TEXTAUSSCHNITT:
■ ■ ■
7 Geschichten von Anton Tschechow, die jeder lesen sollte

Kultur
ALEXANDRA GUSEWA
Wenn Sie keine Zeit haben, eine ganze Sammlung von Kurzgeschichten zu lesen, finden Sie hier die wichtigsten Werke des Autors, von dem der Aphorismus Kürze ist die Schwester des Talents stammt.

Tschechow schrieb mehr als 500 Kurzgeschichten, die ebenso tiefgründig und kunstvoll sind wie die großen Romane anderer Schriftsteller. Er war der erste, der sich nicht auf die ernsthafte Suche nach herausragenden Helden und auf große Dramen konzentrierte, sondern auf die Alltäglichkeiten des Lebens. Die Helden seiner Geschichten verlieren sich meist in den Umständen des Alltags und haben oft keine eigenen Ambitionen. Die Zeitgenossen waren begeistert – diese Figuren sind echte Menschen. Tschechow bewertet sie nicht, prangert sie nicht an, sondern fixiert sie nur mit dem Blick eines distanzierten Beobachters. Wir präsentieren sieben Geschichten des Meisters, die Sie kennen sollten.

  1. Ein Chamäleon, 1884.
■ ■ ■
BEREITGESTELLTE DATEN:
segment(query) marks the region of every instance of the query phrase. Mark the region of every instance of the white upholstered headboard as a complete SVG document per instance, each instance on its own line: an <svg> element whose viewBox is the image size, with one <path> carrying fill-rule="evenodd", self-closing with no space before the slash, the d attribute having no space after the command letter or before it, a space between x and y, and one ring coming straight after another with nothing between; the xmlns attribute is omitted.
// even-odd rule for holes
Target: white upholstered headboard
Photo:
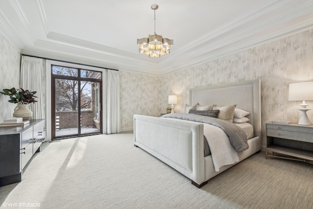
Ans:
<svg viewBox="0 0 313 209"><path fill-rule="evenodd" d="M261 84L260 79L191 89L191 104L216 103L219 106L237 104L237 108L250 113L247 117L253 126L254 136L261 137Z"/></svg>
■ ■ ■
ZIEL:
Nimm den Artikel über die sieben Geschichten von Tschechow nach seiner letzten Zeile wieder auf und schreibe ihn weiter.

ANTWORT ZUR AUFGABE:
Eine kleine Episode, die sich auf dem Marktplatz der Stadt N zuträgt. Ein Hund beißt den Goldschmied Chrjukin in den Finger. Dem vorbeikommenden Reviervorsteher Otschumelow missfällt die Menschenansammlung. Der Ordnungshüter ist zunächst entrüstet und fordert, der Hund müsse eingeschläfert und sein Besitzer mit einer Geldstrafe belegt werden. Doch als er erfährt, dass der Hund dem General gehöre, änderte sich seine Meinung. „Wie konnte er dich beißen?“, fragt er den Goldschmied. Doch dann stellt sich heraus, dass der Hund vielleicht gar nicht dem General gehört? Also dann – sofort umbringen! Was, er gehört dem Bruder des Generals? „Das ist also sein Hündchen? Freut mich sehr...“

Eine der ersten Erzählungen Tschechows, die jedem Schulkind bekannt ist und zeigt, wie ein Mensch seine Meinung ändern kann, je nachdem, mit wem er zu tun hat – mit einem Vorgesetzten und höheren Beamten oder mit einfachen Menschen.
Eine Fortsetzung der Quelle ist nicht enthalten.